MATERIAL

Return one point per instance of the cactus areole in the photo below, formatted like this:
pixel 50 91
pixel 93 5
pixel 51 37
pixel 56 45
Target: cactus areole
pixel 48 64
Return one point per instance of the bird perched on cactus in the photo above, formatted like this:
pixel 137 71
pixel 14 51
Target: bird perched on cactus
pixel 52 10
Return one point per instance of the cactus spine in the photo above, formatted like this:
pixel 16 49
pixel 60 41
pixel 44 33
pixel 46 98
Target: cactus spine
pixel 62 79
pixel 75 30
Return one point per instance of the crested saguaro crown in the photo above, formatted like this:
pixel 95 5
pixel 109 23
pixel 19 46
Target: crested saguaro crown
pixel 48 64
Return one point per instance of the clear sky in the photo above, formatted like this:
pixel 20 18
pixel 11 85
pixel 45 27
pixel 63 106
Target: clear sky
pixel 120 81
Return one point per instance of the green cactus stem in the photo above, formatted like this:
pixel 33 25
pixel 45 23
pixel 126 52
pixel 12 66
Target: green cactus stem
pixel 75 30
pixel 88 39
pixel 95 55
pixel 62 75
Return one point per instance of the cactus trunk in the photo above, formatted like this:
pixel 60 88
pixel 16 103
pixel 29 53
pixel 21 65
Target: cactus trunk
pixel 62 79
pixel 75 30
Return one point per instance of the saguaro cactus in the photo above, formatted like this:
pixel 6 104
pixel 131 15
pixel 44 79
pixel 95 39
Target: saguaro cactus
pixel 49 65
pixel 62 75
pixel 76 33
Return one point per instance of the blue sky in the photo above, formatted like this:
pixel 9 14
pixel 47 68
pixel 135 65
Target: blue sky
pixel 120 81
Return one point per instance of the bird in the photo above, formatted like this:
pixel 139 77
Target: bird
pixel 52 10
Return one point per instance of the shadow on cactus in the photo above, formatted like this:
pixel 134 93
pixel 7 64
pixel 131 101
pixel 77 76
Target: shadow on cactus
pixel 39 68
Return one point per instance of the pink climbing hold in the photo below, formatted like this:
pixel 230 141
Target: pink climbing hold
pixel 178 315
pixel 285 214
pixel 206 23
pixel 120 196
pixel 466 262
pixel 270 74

YOUR GOAL
Rewrite all of the records above, putting "Label" in place of "Target" everywhere it occurs and keeping everything else the same.

WRITTEN ANSWER
Return one point per instance of the cactus areole in the photo below, formatted like this:
pixel 50 91
pixel 93 5
pixel 51 37
pixel 56 45
Label: cactus areole
pixel 48 64
Return one point per instance of the bird perched on cactus in the photo above, formatted like this:
pixel 137 71
pixel 14 51
Label: bird perched on cactus
pixel 52 10
Return one point per instance of the cactus spine in the photo above, formatted like this:
pixel 16 49
pixel 60 41
pixel 44 33
pixel 46 98
Label: cactus spine
pixel 62 79
pixel 75 30
Return one point per instance of the crested saguaro crown in the photo above, formatted like this:
pixel 95 5
pixel 109 23
pixel 19 46
Label: crested saguaro crown
pixel 48 64
Return one point per instance of the clear sky in the photo above, formatted like this:
pixel 20 18
pixel 11 85
pixel 45 27
pixel 63 106
Label: clear sky
pixel 120 81
Return one point per instance of the green cactus stem in the photo above, formatted like this:
pixel 33 25
pixel 45 23
pixel 126 52
pixel 12 66
Label: green cactus stem
pixel 75 30
pixel 88 39
pixel 95 55
pixel 62 75
Return one point per instance of the cactus trunk in the photo above, formatted like this:
pixel 60 88
pixel 16 103
pixel 29 53
pixel 21 65
Label: cactus trunk
pixel 62 79
pixel 75 30
Return one point per instance of the saguaro cactus in the photo above, formatted like this:
pixel 6 104
pixel 131 15
pixel 44 79
pixel 95 39
Label: saguaro cactus
pixel 49 65
pixel 62 75
pixel 76 33
Return one point per instance of the blue sky in the photo above, formatted like this:
pixel 9 14
pixel 47 68
pixel 135 65
Label: blue sky
pixel 120 81
Return one point per instance of the bird in the photo above, formatted like this:
pixel 139 77
Label: bird
pixel 52 10
Return one point per instance of the shadow on cactus in the photo above, formatted like this:
pixel 134 93
pixel 7 64
pixel 131 101
pixel 77 76
Label: shadow on cactus
pixel 39 68
Return one point per instance of the pink climbing hold in the photo below, formatted like this:
pixel 230 141
Label: pink climbing hold
pixel 178 315
pixel 285 214
pixel 206 23
pixel 120 196
pixel 466 262
pixel 270 74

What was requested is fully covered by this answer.